* [What the exercise asks]: Repeat word for word everything from the line containing "Task: point out every instance of the concrete driveway" to the end of the listing, first and last lines included, and only that.

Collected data
======

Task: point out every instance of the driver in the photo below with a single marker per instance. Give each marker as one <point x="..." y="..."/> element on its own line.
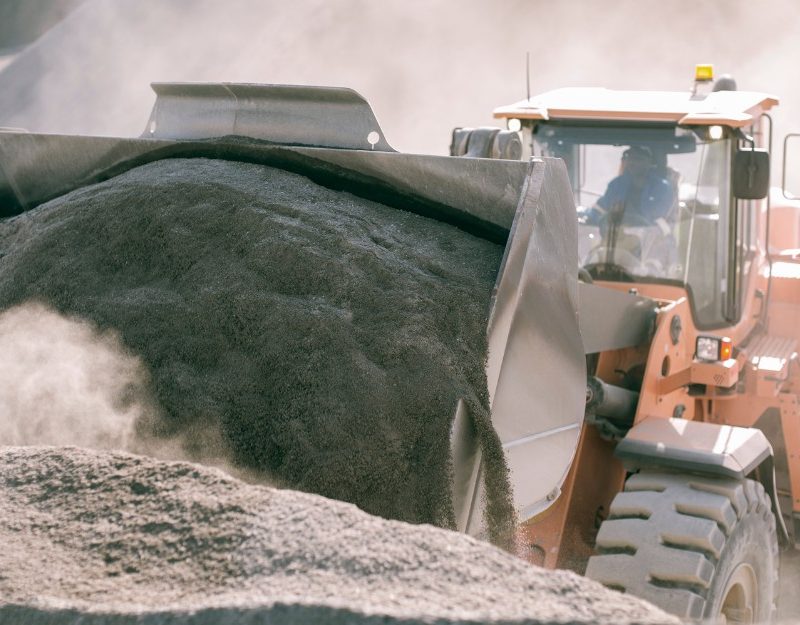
<point x="639" y="195"/>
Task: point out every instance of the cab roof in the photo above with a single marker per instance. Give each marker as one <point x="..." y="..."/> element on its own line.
<point x="725" y="108"/>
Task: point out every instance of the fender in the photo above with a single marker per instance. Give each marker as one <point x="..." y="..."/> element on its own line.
<point x="707" y="448"/>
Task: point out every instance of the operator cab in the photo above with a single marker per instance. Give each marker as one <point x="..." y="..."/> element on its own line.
<point x="652" y="175"/>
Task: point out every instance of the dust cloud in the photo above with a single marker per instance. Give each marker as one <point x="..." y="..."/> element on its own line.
<point x="425" y="66"/>
<point x="62" y="382"/>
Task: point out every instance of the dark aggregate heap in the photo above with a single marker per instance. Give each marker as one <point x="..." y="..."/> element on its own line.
<point x="104" y="538"/>
<point x="327" y="337"/>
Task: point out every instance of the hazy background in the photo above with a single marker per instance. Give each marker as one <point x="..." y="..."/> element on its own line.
<point x="425" y="65"/>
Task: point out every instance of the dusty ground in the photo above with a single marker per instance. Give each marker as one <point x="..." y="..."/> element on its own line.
<point x="789" y="605"/>
<point x="317" y="338"/>
<point x="116" y="535"/>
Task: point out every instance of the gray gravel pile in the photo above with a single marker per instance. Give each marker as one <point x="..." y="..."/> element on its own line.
<point x="114" y="538"/>
<point x="324" y="339"/>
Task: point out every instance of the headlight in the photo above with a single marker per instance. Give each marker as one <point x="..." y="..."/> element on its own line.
<point x="713" y="348"/>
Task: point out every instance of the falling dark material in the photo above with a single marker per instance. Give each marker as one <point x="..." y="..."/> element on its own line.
<point x="326" y="337"/>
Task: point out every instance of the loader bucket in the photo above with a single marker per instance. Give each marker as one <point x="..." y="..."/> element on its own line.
<point x="536" y="366"/>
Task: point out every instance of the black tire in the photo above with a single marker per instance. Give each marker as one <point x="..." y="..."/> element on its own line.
<point x="697" y="547"/>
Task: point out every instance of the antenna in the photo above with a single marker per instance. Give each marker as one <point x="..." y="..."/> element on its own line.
<point x="528" y="75"/>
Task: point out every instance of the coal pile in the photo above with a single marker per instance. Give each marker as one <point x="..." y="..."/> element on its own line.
<point x="319" y="339"/>
<point x="103" y="537"/>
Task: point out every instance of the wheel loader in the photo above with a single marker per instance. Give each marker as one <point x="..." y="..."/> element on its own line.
<point x="640" y="365"/>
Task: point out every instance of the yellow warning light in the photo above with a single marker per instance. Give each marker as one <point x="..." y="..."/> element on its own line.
<point x="703" y="73"/>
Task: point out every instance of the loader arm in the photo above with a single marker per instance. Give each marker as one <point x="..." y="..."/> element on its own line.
<point x="536" y="367"/>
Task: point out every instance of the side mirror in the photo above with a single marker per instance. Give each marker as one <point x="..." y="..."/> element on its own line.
<point x="791" y="173"/>
<point x="751" y="174"/>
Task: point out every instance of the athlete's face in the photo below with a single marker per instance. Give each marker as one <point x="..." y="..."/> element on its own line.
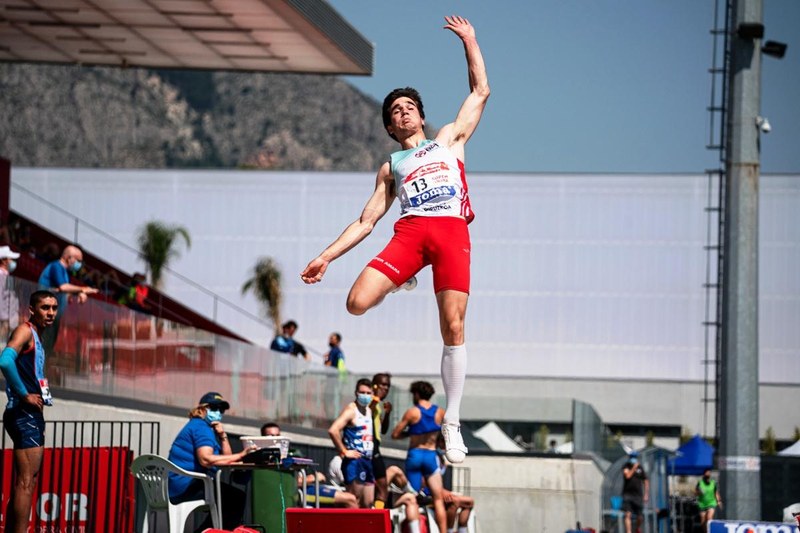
<point x="44" y="312"/>
<point x="405" y="116"/>
<point x="382" y="388"/>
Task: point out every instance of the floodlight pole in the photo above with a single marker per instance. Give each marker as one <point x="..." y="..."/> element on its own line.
<point x="739" y="460"/>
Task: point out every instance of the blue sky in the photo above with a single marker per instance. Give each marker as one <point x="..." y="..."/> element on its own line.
<point x="580" y="85"/>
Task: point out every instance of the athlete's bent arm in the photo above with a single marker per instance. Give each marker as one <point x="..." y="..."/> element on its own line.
<point x="457" y="133"/>
<point x="377" y="206"/>
<point x="21" y="339"/>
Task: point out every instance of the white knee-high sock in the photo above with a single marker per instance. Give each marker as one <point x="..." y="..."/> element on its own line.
<point x="454" y="372"/>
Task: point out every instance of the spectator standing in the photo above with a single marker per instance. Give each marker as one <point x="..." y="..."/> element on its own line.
<point x="55" y="277"/>
<point x="635" y="491"/>
<point x="335" y="357"/>
<point x="200" y="446"/>
<point x="708" y="498"/>
<point x="22" y="363"/>
<point x="422" y="424"/>
<point x="135" y="296"/>
<point x="9" y="304"/>
<point x="352" y="436"/>
<point x="284" y="342"/>
<point x="381" y="409"/>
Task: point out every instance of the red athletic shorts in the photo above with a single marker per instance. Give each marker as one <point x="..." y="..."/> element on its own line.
<point x="442" y="242"/>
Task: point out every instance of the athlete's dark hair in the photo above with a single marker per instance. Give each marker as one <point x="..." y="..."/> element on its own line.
<point x="363" y="381"/>
<point x="409" y="92"/>
<point x="380" y="376"/>
<point x="38" y="296"/>
<point x="423" y="389"/>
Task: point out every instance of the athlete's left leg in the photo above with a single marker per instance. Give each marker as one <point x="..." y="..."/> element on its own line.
<point x="452" y="311"/>
<point x="369" y="289"/>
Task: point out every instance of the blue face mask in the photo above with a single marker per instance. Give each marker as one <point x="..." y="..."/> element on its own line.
<point x="364" y="399"/>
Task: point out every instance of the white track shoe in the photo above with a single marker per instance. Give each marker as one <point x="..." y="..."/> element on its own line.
<point x="454" y="449"/>
<point x="409" y="285"/>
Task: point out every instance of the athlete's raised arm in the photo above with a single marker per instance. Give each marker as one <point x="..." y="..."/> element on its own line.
<point x="457" y="133"/>
<point x="377" y="206"/>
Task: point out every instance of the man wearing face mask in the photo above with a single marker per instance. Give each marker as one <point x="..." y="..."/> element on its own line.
<point x="635" y="491"/>
<point x="55" y="277"/>
<point x="199" y="447"/>
<point x="9" y="304"/>
<point x="352" y="436"/>
<point x="422" y="424"/>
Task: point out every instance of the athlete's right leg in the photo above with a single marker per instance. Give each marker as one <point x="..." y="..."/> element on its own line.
<point x="28" y="461"/>
<point x="369" y="289"/>
<point x="436" y="486"/>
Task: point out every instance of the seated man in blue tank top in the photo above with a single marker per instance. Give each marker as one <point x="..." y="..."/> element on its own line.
<point x="422" y="424"/>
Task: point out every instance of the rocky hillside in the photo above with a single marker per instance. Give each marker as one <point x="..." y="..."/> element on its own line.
<point x="101" y="117"/>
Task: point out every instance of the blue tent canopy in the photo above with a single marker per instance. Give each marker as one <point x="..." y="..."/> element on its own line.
<point x="694" y="457"/>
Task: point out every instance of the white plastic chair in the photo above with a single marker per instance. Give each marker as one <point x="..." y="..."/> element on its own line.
<point x="153" y="473"/>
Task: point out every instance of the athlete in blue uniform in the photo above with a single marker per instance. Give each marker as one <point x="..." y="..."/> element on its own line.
<point x="422" y="424"/>
<point x="352" y="436"/>
<point x="22" y="364"/>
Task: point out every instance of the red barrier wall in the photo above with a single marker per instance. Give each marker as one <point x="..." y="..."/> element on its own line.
<point x="80" y="490"/>
<point x="338" y="521"/>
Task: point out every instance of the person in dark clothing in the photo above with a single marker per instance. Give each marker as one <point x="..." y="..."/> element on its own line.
<point x="284" y="342"/>
<point x="635" y="491"/>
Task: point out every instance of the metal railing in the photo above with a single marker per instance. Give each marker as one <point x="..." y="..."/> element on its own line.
<point x="210" y="307"/>
<point x="85" y="482"/>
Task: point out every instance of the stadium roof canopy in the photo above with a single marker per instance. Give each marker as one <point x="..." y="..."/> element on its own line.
<point x="249" y="35"/>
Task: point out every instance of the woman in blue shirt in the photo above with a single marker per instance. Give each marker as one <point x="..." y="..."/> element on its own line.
<point x="199" y="447"/>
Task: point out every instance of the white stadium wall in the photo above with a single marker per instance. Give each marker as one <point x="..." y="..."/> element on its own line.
<point x="589" y="276"/>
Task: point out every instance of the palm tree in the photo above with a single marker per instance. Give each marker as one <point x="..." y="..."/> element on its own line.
<point x="158" y="247"/>
<point x="266" y="287"/>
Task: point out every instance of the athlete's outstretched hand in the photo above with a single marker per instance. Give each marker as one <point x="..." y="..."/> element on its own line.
<point x="314" y="271"/>
<point x="460" y="26"/>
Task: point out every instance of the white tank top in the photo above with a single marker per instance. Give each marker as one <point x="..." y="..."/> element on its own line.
<point x="430" y="182"/>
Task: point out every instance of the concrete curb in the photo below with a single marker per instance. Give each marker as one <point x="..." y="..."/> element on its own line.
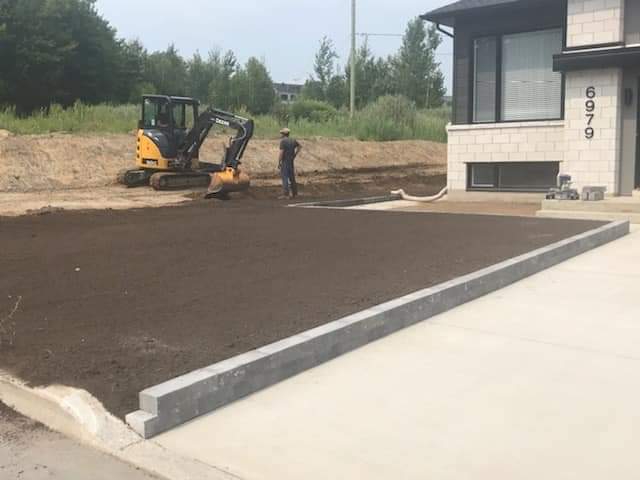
<point x="349" y="202"/>
<point x="77" y="414"/>
<point x="177" y="401"/>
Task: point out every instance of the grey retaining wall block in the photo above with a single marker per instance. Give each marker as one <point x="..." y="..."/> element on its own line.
<point x="177" y="401"/>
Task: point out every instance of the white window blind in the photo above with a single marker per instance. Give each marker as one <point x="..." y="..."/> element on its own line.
<point x="484" y="94"/>
<point x="531" y="90"/>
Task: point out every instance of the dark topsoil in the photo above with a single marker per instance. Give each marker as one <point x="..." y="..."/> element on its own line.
<point x="114" y="302"/>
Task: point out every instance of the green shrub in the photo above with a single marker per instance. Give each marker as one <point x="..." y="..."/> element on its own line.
<point x="313" y="110"/>
<point x="390" y="118"/>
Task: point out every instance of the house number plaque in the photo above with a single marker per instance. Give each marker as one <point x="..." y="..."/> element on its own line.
<point x="590" y="108"/>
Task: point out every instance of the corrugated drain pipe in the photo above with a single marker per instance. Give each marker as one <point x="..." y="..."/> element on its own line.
<point x="411" y="198"/>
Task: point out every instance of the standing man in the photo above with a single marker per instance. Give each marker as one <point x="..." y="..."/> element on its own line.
<point x="289" y="150"/>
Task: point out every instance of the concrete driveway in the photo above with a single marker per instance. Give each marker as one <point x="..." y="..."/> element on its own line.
<point x="538" y="380"/>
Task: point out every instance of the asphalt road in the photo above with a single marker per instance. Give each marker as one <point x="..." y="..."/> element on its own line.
<point x="30" y="451"/>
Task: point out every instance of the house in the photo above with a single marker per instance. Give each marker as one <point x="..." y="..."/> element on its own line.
<point x="542" y="87"/>
<point x="287" y="92"/>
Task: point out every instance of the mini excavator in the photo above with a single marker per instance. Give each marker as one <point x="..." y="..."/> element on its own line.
<point x="171" y="132"/>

======

* [The answer]:
Task: point out every instance of the concrete driveway in the photo above with a single marker per instance. Give each marker as one <point x="..." y="..."/> element on its own line.
<point x="538" y="380"/>
Task: point out every instance of the asphalt road in the photo above with a single marker per instance. Give each marker as one <point x="..." y="..."/> element on its own line.
<point x="30" y="451"/>
Task: point out every instance of the house in the photo above with a single marker per instance. Give each marker as one <point x="..." y="..."/> element on its own line.
<point x="542" y="87"/>
<point x="287" y="92"/>
Task: point out every instance of the mini excavator in the photo above with a single marker per instance. Give each marker as one <point x="..." y="..."/> element on its own line.
<point x="171" y="132"/>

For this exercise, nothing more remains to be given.